/---

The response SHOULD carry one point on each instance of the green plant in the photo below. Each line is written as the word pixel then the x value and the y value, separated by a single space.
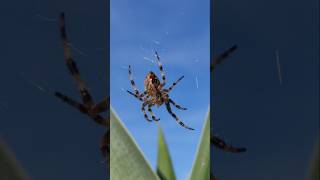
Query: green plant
pixel 128 162
pixel 10 169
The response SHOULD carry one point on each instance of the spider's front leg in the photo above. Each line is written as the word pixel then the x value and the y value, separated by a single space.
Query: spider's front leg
pixel 72 66
pixel 224 146
pixel 177 105
pixel 105 146
pixel 163 76
pixel 144 111
pixel 173 84
pixel 175 117
pixel 223 56
pixel 136 91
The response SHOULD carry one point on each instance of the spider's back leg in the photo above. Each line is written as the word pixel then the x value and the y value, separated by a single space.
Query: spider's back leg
pixel 72 67
pixel 176 118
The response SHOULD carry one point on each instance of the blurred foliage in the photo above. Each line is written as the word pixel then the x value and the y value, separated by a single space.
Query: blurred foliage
pixel 10 169
pixel 201 166
pixel 126 161
pixel 315 171
pixel 165 169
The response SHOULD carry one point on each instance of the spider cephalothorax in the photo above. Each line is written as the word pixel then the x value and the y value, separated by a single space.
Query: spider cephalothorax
pixel 155 94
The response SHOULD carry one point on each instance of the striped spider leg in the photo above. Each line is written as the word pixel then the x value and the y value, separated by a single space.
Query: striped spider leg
pixel 217 60
pixel 224 146
pixel 155 94
pixel 87 106
pixel 221 144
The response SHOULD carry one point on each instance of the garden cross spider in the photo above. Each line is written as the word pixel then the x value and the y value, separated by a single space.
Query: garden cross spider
pixel 156 94
pixel 88 106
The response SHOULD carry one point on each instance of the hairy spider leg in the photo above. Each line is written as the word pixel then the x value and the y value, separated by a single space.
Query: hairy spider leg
pixel 105 146
pixel 152 114
pixel 137 96
pixel 224 146
pixel 72 67
pixel 82 108
pixel 136 91
pixel 175 117
pixel 177 105
pixel 102 106
pixel 223 56
pixel 163 75
pixel 173 84
pixel 144 111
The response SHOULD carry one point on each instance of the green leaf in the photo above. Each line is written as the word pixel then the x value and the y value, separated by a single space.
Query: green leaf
pixel 126 159
pixel 201 165
pixel 9 166
pixel 164 166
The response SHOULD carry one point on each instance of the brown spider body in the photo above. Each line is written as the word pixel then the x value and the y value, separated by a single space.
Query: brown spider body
pixel 154 91
pixel 155 94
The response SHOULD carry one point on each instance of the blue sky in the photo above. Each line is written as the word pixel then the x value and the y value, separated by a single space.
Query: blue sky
pixel 179 31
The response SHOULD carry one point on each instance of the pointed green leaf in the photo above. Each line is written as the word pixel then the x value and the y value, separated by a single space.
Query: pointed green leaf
pixel 9 166
pixel 164 165
pixel 126 159
pixel 201 165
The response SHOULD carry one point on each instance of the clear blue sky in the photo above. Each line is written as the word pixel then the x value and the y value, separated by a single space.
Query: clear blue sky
pixel 179 31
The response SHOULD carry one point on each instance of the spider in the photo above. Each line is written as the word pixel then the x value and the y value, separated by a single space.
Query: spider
pixel 221 144
pixel 156 94
pixel 87 106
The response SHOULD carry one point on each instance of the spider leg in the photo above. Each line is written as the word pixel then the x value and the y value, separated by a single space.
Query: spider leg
pixel 102 106
pixel 161 69
pixel 72 67
pixel 224 146
pixel 152 114
pixel 105 146
pixel 136 91
pixel 82 108
pixel 223 56
pixel 135 95
pixel 177 105
pixel 173 84
pixel 175 117
pixel 144 111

\---

EXERCISE GOAL: Rewrite all of the records with "SHOULD" switched to "MUST" wherever it occurs, changing nothing else. Leave the pictures out of your answer.

TASK RESPONSE:
The response MUST carry one point on each instance of the green plant in the photo below. Each line is written as the word pixel then the x value and the y value, separated by a single space.
Query: green plant
pixel 128 162
pixel 10 169
The response MUST carry one point on each instance of the spider's front leg in the photo above. Each line is written as the word pixel then the x value and the y value, separated by a single space.
Query: spider's front leg
pixel 72 66
pixel 224 146
pixel 177 105
pixel 105 146
pixel 163 76
pixel 144 111
pixel 173 84
pixel 175 117
pixel 223 56
pixel 136 91
The response MUST carry one point on each instance of the spider's back leg in the photo above. Each line is written as the word pixel then the x value and the y value, separated by a single space.
Query: spider's back leg
pixel 72 67
pixel 176 118
The response MUST carry one point on each instance of the blurred foliage in the photo above. Each line is written as the word pixel then the x value and the y value, separated by a single space.
Query: blurred foliage
pixel 10 169
pixel 201 166
pixel 126 161
pixel 315 171
pixel 165 169
The response MUST carry one point on each instance of the spider cephalothorax in the photo above. Each line is written as the word pixel then the x value and the y value, separated by a single space.
Query: spider cephalothorax
pixel 155 94
The response MUST carry one point on each instance of the striped spider leg in the photo above. Each line is written as the word pixel then the x value and the y value, separated by a single space.
Query: striped spider leg
pixel 217 60
pixel 224 146
pixel 155 94
pixel 87 106
pixel 221 144
The response MUST carry one point on each instance of the garden cross spider in the photo above. Each line is written as the word pixel then the x value and the y value, separated by a single space.
Query: garden cross spider
pixel 156 94
pixel 88 106
The response MUST carry one point on each instance of the hairy spider leg in the photo above. Each line is written as the word pixel then the x value and the y value, separated by a single space.
Query: hairy spider leg
pixel 105 146
pixel 152 114
pixel 137 96
pixel 224 146
pixel 72 67
pixel 82 108
pixel 136 91
pixel 175 117
pixel 177 105
pixel 102 106
pixel 223 56
pixel 163 75
pixel 173 84
pixel 144 111
The response MUST carry one point on each instance of the green leaf in the photo above. Each line is written as the word pixel then the x value and the y value, separated by a single space.
Query: green leaf
pixel 126 159
pixel 201 165
pixel 9 166
pixel 164 166
The response MUST carry one point on each instance of the brown spider body in the photo above. Each line is written as the word pixel then the x value and the y value, separated by a single space.
Query: brown spider body
pixel 154 91
pixel 155 94
The response MUST carry one point on each instance of the blue sky in the photo above. Each line is written as the word pixel then the x value and the y value, separated by a single space.
Query: blue sky
pixel 179 31
The response MUST carry one point on each instance of the pointed green leaf in the photo above. Each line is written as the word pixel then the x value and the y value, separated by a single space.
Query: pointed green leaf
pixel 9 166
pixel 164 165
pixel 126 159
pixel 201 165
The response MUST carry one point on each instance of the clear blue sky in the photo above. Each line is written as the word pixel then the x value and the y value, separated by a single space.
Query: clear blue sky
pixel 179 31
The response MUST carry one point on each instance of the spider in the photo above. Each line is written as the word pixel then the x value and the y value, separated by a single space.
Query: spider
pixel 221 144
pixel 156 94
pixel 87 106
The response MUST carry one point on each instance of the spider leg in the photo above. Each line is written as the word pixel then the x value and the y value, separated by a single space.
Query: spider leg
pixel 102 106
pixel 161 69
pixel 72 67
pixel 224 146
pixel 152 114
pixel 105 146
pixel 136 91
pixel 82 108
pixel 223 56
pixel 135 95
pixel 177 105
pixel 173 84
pixel 175 117
pixel 144 111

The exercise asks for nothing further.